• **Stated problem**
Retype, without alteration, the entries from the line containing "Whereabouts in this scan is the dusty" through the line containing "[0,205,414,264]", including both of those lines.
--- START OF Given records ---
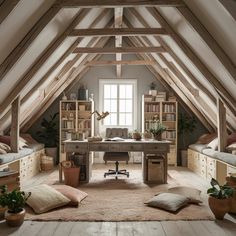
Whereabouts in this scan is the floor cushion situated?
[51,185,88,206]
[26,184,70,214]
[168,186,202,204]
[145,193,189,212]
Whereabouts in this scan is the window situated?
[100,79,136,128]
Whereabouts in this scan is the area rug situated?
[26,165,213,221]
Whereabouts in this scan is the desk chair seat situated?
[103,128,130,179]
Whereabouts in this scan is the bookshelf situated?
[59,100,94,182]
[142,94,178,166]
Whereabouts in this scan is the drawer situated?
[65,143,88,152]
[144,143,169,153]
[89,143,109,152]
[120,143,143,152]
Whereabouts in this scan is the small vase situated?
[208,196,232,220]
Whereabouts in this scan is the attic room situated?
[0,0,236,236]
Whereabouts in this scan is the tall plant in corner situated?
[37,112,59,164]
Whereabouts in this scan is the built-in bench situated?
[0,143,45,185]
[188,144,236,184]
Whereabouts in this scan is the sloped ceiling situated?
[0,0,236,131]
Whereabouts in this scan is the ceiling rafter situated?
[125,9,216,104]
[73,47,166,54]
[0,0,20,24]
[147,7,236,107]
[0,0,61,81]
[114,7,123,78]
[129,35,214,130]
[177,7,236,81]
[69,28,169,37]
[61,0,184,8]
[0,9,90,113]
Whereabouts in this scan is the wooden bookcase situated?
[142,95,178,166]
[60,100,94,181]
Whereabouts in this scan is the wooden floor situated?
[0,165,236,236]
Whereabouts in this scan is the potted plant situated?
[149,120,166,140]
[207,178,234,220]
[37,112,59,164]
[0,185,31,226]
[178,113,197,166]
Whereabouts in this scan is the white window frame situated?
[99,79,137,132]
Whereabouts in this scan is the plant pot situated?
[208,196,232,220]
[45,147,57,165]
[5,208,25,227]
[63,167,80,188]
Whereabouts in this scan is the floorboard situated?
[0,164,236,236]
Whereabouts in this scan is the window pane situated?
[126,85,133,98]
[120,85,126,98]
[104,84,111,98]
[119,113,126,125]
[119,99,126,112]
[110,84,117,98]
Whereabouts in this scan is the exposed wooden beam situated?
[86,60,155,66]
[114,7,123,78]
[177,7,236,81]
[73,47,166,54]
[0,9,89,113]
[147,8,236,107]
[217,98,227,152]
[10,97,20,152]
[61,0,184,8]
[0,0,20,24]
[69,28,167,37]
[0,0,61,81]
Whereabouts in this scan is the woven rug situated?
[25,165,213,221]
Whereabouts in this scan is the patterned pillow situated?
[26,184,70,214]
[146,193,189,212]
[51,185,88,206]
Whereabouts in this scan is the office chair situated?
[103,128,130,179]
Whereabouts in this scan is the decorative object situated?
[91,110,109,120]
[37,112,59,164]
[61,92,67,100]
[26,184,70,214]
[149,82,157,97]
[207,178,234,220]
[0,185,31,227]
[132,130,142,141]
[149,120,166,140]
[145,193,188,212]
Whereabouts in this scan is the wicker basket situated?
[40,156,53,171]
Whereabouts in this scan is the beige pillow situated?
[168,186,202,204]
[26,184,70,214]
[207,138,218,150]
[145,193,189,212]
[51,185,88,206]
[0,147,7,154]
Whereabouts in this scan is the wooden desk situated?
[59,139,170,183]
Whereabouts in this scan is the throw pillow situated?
--- END OF Given records ---
--- START OF Given records ---
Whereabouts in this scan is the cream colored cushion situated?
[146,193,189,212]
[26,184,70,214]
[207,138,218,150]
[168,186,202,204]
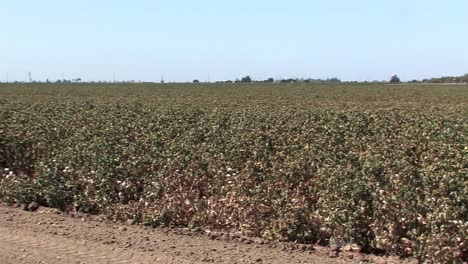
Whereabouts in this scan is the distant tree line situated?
--- END OF Given records ---
--- START OF Given records ---
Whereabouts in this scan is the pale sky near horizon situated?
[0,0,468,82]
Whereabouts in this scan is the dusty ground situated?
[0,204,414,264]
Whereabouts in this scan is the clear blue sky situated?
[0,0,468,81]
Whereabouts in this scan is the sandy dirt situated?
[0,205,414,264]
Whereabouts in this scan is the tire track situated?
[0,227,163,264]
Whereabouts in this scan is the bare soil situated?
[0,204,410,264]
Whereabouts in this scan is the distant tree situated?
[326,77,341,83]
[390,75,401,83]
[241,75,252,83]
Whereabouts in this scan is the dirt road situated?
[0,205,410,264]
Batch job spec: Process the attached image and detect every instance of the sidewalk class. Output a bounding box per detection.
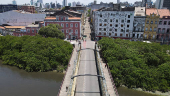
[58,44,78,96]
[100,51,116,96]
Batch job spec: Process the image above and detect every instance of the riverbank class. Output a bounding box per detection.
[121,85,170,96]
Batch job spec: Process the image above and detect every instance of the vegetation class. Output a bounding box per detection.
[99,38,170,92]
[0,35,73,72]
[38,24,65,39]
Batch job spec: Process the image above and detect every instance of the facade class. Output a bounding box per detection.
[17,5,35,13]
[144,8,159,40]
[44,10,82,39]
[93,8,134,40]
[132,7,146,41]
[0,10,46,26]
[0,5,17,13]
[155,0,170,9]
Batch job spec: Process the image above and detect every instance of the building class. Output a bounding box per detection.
--- END OF Given records ---
• **Solution to the exercise**
Whereabouts in this scan is the dusty ground situated?
[0,204,414,264]
Whereabouts in this scan is the clear blue sky situated?
[0,0,468,81]
Whereabouts in this scan is the sandy dirt situated?
[0,205,414,264]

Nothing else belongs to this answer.